▸ **DOCUMENT SEGMENT**:
---------------

It’s not too long ago that no-one “needed” mobile phones, HDTVs or laptop computers; and there was a time before that when no-one “needed” telephones, televisions or typewriters. And, looking back, it’s hard to accept that people were no less happy then than now. It’s true that there was terrible poverty in the world’s richest nations “back then” but there’s still terrible poverty in the world’s richest nations and then, as now, it is more the result of inequities more than shortages.
When it comes to “shortages”, shortages have so far been accommodated as opportunities-generating “needs”; only now are a few shortages becoming absolute, in the sense that there’s nowhere to go for any more. So new opportunities lie in finding substitutes or ways to circumvent the particular need.
This avalanche of change called “progress” barges ahead with lusty pragmatism because the dawn of each new “opportunity” adds to the momentum of direct and spin-off investment. A financial “crisis” merely vents a little frenzy; it does not shift the direction in which we’re headed. And the frenzy is for money. Truth, beauty, meaning and wisdom don’t rate an entry on the balance sheets. Nor do long-term benefits to society as a whole, or the survivability of the planet. Money is promoted and seen as the express route to all of these other things.

---------------

▸ **SOURCE DATA**:
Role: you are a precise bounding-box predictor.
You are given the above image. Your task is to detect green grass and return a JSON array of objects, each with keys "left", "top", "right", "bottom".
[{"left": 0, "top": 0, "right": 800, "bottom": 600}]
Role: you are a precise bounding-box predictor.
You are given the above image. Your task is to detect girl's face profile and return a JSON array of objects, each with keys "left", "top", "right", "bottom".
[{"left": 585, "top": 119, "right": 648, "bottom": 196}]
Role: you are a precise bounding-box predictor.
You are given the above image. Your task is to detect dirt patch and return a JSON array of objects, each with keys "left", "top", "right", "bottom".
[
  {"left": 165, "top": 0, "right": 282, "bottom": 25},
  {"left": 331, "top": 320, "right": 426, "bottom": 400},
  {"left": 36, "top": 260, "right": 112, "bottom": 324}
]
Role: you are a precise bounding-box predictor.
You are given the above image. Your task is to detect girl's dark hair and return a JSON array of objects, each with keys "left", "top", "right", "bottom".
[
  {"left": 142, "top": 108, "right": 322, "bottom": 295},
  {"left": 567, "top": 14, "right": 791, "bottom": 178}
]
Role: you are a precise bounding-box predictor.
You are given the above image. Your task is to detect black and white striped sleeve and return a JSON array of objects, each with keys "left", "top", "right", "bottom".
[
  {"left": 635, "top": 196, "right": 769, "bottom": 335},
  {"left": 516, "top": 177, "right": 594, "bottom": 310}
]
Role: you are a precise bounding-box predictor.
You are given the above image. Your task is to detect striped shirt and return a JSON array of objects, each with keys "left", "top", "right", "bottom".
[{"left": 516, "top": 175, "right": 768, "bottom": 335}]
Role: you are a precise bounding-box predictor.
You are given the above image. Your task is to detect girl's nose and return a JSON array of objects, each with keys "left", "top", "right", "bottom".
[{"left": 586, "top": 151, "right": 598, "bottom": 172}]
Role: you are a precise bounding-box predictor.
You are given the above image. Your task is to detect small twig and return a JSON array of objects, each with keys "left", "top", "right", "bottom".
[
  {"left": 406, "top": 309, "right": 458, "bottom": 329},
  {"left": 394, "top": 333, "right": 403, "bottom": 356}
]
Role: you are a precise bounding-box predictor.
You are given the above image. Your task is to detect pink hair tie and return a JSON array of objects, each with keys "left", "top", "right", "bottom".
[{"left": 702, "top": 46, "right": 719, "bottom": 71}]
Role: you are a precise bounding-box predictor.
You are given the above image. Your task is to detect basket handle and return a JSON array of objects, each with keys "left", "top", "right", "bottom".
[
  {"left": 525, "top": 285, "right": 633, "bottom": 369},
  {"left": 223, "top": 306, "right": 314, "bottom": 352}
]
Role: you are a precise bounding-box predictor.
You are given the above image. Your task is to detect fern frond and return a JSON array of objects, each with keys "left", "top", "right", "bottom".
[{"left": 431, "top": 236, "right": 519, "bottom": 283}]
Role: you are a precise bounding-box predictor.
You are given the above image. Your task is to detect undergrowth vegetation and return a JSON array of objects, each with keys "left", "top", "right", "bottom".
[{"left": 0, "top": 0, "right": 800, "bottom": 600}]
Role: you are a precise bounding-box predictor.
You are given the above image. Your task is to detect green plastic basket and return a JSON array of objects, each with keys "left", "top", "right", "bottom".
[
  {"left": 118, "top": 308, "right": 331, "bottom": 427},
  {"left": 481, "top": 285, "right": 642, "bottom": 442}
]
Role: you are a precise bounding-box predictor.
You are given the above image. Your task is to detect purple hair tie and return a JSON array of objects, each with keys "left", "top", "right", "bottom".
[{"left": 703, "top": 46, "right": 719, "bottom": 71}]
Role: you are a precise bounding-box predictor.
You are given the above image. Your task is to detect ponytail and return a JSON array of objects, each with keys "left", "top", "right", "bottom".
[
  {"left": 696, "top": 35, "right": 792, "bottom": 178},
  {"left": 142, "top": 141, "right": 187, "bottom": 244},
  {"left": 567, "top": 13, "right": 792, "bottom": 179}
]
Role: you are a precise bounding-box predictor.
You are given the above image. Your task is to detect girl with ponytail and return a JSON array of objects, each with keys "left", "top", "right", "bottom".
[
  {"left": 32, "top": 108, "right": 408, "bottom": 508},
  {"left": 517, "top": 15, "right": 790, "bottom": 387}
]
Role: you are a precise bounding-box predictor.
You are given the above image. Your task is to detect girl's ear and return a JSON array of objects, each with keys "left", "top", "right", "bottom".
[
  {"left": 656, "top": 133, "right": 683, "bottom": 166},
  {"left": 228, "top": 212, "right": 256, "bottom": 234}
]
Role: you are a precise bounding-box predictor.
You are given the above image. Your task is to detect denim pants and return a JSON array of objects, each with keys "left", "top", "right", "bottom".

---------------

▸ **TASK DESCRIPTION**: Please summarize the passage on progress and needs in three sentences. The records have no connection to the passage on progress and needs.

▸ **YOUR RESPONSE**: Things now treated as needs, such as mobile phones and laptops, were once unneeded, and poverty in the richest nations, then as now, results more from inequities than from shortages. Shortages have so far been handled as opportunities, though a few are now becoming absolute, which shifts opportunity toward substitutes or ways around the need. So-called progress pushes ahead because each new opportunity adds investment momentum, driven by a frenzy for money that leaves no room for truth, beauty, meaning, wisdom, long-term benefit to society, or the survivability of the planet.